⟨

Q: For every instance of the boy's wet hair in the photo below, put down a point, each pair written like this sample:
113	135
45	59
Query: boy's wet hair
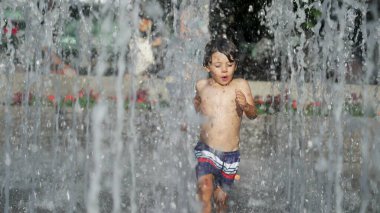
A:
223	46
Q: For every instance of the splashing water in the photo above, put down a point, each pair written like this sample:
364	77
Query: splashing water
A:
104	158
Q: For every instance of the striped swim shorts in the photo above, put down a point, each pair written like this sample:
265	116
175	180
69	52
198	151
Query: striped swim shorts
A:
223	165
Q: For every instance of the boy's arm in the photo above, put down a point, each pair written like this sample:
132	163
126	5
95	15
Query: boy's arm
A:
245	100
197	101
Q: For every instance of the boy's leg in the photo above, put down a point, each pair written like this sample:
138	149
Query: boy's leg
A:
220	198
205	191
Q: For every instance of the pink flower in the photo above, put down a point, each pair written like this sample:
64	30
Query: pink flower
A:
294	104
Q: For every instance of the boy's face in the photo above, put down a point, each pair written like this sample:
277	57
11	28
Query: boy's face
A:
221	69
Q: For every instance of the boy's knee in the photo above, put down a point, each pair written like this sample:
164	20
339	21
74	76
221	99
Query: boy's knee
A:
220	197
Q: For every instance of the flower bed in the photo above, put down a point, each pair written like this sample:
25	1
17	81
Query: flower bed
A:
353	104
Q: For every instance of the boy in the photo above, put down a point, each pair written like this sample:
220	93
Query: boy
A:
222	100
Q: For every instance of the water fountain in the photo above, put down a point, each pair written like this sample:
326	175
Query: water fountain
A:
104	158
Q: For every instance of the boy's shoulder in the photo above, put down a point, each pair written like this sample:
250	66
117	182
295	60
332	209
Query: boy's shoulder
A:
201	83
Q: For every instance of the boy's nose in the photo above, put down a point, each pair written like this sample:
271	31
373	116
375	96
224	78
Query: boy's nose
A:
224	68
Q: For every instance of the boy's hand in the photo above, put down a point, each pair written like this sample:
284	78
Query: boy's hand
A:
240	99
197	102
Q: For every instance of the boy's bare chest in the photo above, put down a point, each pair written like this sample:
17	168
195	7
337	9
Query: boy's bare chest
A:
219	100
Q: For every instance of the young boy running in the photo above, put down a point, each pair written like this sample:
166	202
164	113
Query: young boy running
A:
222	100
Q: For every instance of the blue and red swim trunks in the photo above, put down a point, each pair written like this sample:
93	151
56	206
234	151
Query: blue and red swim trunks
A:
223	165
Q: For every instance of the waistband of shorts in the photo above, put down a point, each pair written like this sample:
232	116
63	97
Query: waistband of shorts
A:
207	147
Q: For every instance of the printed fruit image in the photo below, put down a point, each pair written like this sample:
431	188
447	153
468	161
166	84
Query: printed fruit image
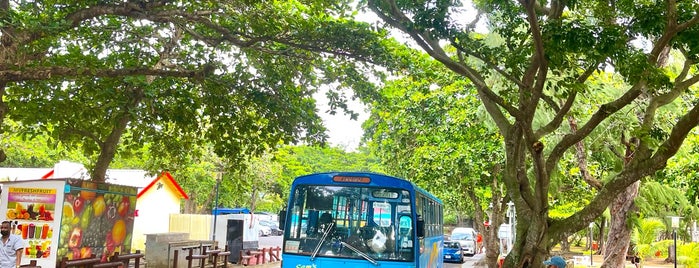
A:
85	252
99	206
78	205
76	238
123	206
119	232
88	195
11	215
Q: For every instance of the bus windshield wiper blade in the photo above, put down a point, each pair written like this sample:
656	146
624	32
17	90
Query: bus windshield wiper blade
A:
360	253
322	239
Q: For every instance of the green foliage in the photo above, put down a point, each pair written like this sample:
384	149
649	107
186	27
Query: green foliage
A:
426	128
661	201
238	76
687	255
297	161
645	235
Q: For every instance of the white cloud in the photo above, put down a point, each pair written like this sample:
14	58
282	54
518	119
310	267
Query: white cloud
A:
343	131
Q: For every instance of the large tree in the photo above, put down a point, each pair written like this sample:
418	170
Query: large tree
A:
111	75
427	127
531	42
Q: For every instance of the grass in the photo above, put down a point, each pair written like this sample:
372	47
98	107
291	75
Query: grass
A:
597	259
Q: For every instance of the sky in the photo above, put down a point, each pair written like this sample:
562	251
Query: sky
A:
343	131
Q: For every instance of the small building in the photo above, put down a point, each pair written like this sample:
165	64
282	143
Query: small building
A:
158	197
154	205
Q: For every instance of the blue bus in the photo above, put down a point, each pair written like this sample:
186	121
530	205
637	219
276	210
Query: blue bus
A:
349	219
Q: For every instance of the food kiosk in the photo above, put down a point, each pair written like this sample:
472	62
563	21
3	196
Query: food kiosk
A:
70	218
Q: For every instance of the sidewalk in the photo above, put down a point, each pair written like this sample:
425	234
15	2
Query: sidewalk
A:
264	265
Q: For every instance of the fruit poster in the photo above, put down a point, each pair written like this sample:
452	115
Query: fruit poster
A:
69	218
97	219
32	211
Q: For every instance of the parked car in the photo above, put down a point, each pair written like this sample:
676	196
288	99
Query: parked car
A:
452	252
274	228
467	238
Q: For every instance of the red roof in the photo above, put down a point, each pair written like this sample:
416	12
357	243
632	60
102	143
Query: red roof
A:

⟩

* [Problem to work on] Copy the records word for word, starting at the line that contains "Q: For every instance of the sky" and ending with the last line of the records, both included.

* [Full output]
Q: For every instance of the sky in the photo above, put down a point, each pair written like this sample:
562	251
Query: sky
A:
343	131
Q: For every instance of the small building in the photo above, put down a point, each pair written like this sample:
165	64
282	143
Query: small building
A:
158	197
154	205
Q: For every instance of the blue bus in the photo above, put down a point, each pair written like this sample:
186	121
530	205
637	219
276	210
Query: blue bus
A:
349	219
Q: For every instance of the food kiosk in the photo above, put down a point, each pair written like this sample:
472	62
563	21
3	196
Query: food kiosk
A:
70	218
Q: For every instance of the sidewalk in the photo above, put down a point, each pair written like this sample:
425	234
15	2
Query: sidewalk
A:
264	265
Q: For every instance of the fruit poster in the photo above, put down a point, each pair written like this sample:
452	115
Query: fruit poster
A:
69	218
97	219
32	211
Q: For every instance of the parked car in the photo above, put down a point, each pair written like this sample:
676	196
288	99
Query: parked car
A:
452	252
274	228
467	238
Q: For every instance of the red roof in the photo above, put down a point, each pair written like this sample:
416	12
357	243
632	60
102	143
Query: red roof
A:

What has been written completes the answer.